Excerto da página:
◆ ◆ ◆ ◆

Entretanto tínhamos conseguido arrefecê-lo um pouco. A tensão arterial não estava tão descontrolada como eu temia, não tinha arritmias por enquanto e já o tínhamos conseguido fazer tomar os tranquilizantes e alguma água. Não tanta quanto eu desejava, porque de vez em quando ele gritava “Murrette!” [veneno] e cuspia tudo o que tinha na boca. As Irmãs, felizmente, conservavam a boa disposição e não se importavam com aquele espectáculo, nem que a sua roupa fosse sistematicamente atingida pela água que ele de vez em quando acreditava que o podia matar. Iam-lhe falando mansamente e explicavam-lhe que era apenas água que lhe estavam a dar, que ninguém lhe ia fazer mal, que tudo estava a ser um sonho mau e que ia passar.

Já anoitecera e a luz do pátio não era suficiente para iluminar aquele quarto cheio de gente, mas preferi acender duas velas e não a lâmpada do tecto porque qualquer estímulo adicional equivalia, literalmente, a mandar mais achas para a fogueira daquele delírio assustador.

Pouco depois chegava o Sr. Cachimbo, com o seu habitual sorriso de orelha a orelha. Radiante por ter sido chamado e poder ser útil. Vinha com a mesma camisa e os calções com que se preparava para dormir no momento em que fora chamado, e a roupa justa deixava adivinhar o seu corpo enorme e enxuto de homem nascido no campo, habituado a esforços e que não conhecera abundâncias.

Já tinha sido devidamente informado pelo Sr. Revenda sobre o que se passava e concordava com ele. A primeira coisa que me disse, claramente instruído pelo guarda, foi que achava que o Sr. Rafael estava possuído por espíritos e que para ele sobreviver deveríamos chamar um curandeiro. E eu dei por mim a compreendê-los perfeitamente. É que o Sr. Rafael tremia num tremor grosseiro, que quase parecia voluntário, tinha uma fisionomia completamente alterada, mudava de expressão e de voz a cada momento, via bichos por todo o lado e dizia coisas completamente sem nexo. Como é que eu alguma vez lhes conseguiria explicar que aquilo era uma doença causada pela privação de álcool? Mas por fim o Sr. Cachimbo lá concordou, mais para me fazer a vontade do que por convicção, que sim, que podia ser isso. Eu que o tratasse como achasse bem. De qualquer modo agradava-lhe a ideia de que aquela doença era resultado de excesso de álcool. Assim poderia sempre voltar a frisar que com ele isto nunca aconteceria porque os muçulmanos não tocam em álcool.

◆ ◆ ◆ ◆

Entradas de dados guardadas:
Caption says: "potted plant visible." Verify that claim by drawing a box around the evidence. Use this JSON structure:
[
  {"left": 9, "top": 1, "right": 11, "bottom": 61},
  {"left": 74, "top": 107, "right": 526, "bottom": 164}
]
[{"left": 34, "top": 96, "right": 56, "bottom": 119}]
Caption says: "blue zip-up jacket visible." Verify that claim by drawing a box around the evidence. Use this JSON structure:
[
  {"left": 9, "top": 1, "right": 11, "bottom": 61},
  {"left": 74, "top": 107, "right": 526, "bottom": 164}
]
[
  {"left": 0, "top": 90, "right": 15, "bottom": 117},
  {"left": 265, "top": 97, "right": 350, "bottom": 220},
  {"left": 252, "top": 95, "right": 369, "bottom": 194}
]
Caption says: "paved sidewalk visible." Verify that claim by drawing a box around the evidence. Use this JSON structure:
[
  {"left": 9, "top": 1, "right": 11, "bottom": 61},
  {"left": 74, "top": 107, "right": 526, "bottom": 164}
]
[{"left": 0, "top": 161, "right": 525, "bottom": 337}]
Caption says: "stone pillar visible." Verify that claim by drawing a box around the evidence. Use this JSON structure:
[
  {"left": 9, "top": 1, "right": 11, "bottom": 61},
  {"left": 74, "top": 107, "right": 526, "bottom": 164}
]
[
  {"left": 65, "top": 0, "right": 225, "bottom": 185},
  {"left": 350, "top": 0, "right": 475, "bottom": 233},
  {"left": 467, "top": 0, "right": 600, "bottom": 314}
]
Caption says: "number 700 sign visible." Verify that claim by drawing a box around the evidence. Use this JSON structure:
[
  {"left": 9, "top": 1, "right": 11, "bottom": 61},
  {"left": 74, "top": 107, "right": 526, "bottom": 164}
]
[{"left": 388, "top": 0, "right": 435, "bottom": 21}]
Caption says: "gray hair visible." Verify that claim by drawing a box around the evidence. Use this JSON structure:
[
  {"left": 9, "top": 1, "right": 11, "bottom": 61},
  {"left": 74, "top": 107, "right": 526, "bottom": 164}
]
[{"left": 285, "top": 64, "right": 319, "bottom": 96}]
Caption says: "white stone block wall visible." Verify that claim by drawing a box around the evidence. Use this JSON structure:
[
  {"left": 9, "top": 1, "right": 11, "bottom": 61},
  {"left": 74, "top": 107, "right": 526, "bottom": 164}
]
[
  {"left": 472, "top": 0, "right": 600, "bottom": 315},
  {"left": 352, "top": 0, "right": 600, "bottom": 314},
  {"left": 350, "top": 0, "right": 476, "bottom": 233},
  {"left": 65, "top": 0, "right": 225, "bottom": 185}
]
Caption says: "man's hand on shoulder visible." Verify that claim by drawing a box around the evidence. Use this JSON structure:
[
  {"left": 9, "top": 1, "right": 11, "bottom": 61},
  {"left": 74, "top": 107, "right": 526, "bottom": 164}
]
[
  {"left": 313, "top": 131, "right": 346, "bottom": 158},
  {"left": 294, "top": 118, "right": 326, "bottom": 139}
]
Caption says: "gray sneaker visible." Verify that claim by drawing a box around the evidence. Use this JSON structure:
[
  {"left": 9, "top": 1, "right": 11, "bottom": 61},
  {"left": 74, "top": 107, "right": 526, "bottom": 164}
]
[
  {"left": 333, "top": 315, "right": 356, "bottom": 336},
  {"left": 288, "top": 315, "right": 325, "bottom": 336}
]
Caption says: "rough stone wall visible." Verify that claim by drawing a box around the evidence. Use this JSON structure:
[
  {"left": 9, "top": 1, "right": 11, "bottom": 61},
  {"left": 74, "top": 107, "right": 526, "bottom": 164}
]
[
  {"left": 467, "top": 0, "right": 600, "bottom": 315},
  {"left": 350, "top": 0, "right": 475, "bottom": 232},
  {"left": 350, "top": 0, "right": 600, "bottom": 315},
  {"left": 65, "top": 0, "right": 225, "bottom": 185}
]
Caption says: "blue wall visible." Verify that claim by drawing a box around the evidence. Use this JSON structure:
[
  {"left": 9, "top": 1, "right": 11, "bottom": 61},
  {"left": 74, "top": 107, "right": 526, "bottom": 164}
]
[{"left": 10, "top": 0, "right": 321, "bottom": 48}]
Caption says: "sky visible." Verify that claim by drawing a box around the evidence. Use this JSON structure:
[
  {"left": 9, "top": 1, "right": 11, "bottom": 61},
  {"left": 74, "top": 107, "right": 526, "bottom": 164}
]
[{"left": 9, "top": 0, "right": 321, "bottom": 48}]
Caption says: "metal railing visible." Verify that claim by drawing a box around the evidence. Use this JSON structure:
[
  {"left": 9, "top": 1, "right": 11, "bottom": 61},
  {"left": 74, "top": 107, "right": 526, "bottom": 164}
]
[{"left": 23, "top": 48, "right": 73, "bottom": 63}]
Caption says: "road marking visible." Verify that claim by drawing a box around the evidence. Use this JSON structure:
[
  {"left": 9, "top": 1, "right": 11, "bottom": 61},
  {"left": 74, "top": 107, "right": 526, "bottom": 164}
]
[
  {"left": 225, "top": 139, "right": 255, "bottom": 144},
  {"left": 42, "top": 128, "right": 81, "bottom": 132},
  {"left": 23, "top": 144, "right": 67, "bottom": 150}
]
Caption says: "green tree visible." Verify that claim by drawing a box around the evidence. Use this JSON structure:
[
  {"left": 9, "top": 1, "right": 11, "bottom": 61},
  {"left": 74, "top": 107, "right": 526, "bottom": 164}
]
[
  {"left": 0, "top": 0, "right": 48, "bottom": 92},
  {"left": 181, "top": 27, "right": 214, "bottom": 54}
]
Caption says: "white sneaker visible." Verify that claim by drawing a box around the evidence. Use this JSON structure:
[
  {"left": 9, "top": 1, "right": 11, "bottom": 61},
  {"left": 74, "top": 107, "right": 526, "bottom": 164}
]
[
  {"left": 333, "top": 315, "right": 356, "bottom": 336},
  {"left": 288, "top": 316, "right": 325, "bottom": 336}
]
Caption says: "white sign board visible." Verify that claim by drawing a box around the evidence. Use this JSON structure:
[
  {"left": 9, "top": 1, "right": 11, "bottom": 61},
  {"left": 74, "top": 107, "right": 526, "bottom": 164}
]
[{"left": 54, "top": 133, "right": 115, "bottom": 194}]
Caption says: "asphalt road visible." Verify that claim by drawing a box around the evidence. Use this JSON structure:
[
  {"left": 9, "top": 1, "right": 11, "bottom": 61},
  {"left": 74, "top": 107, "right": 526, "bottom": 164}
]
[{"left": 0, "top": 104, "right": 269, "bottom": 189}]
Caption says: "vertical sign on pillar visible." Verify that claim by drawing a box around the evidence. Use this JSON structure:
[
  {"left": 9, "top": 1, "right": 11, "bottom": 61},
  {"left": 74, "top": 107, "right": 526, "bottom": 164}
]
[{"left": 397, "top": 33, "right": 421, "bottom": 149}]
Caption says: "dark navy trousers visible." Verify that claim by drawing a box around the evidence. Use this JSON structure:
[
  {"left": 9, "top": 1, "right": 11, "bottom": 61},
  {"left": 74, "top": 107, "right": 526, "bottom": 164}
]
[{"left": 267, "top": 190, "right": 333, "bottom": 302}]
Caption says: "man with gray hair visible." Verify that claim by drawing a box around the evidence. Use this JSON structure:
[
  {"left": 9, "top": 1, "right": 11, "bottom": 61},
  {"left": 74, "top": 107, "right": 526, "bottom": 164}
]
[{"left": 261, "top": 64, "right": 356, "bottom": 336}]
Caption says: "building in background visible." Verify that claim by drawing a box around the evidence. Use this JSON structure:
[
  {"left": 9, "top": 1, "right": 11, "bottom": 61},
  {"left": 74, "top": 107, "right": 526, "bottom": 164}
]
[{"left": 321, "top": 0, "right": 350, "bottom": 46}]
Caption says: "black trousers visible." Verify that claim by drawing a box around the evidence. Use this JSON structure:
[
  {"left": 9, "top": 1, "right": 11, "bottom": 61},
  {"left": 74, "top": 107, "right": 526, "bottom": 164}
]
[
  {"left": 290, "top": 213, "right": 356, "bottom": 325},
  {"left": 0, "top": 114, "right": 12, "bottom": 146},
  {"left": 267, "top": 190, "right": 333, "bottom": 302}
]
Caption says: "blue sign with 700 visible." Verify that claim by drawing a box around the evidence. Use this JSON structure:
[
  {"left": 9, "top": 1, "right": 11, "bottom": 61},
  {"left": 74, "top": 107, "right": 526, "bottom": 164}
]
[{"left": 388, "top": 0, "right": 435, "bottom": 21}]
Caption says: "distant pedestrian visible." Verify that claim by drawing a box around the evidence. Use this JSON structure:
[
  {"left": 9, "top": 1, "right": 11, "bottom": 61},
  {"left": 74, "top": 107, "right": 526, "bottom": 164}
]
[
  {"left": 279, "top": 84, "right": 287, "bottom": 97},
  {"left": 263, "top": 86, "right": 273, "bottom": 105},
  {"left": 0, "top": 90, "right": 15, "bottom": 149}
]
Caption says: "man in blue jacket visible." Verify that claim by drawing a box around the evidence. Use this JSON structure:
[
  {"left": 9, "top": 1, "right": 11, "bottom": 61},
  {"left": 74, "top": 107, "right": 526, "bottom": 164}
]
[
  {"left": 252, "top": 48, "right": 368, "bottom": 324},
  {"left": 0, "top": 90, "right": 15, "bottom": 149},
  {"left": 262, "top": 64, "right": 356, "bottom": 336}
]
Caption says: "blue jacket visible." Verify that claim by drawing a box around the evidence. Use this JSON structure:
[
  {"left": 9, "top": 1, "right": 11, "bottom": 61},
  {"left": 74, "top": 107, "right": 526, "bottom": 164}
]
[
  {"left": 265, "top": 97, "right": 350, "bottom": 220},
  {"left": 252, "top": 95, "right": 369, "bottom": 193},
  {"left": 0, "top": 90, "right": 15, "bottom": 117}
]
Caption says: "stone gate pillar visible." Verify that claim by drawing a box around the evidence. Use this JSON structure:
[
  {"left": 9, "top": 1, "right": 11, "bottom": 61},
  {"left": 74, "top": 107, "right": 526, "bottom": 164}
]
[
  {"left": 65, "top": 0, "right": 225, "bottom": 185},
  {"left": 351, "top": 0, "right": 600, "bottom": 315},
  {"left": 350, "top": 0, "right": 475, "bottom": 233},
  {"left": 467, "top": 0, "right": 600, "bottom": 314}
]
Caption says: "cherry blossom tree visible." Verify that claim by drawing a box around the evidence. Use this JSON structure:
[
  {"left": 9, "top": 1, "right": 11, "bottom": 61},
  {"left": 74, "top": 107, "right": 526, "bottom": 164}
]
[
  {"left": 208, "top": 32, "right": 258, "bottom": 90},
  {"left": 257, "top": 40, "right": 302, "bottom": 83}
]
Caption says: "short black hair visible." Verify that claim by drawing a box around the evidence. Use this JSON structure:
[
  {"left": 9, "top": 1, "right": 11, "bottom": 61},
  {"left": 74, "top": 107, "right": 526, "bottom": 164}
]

◆ ◆ ◆ ◆

Objetivo do exercício:
Transcreva, do excerto sobre o delírio do Sr. Rafael, o trecho que começa em "Já anoitecera e" e segue até "daquele delírio assustador.".

Exercício resolvido:
Já anoitecera e a luz do pátio não era suficiente para iluminar aquele quarto cheio de gente, mas preferi acender duas velas e não a lâmpada do tecto porque qualquer estímulo adicional equivalia, literalmente, a mandar mais achas para a fogueira daquele delírio assustador.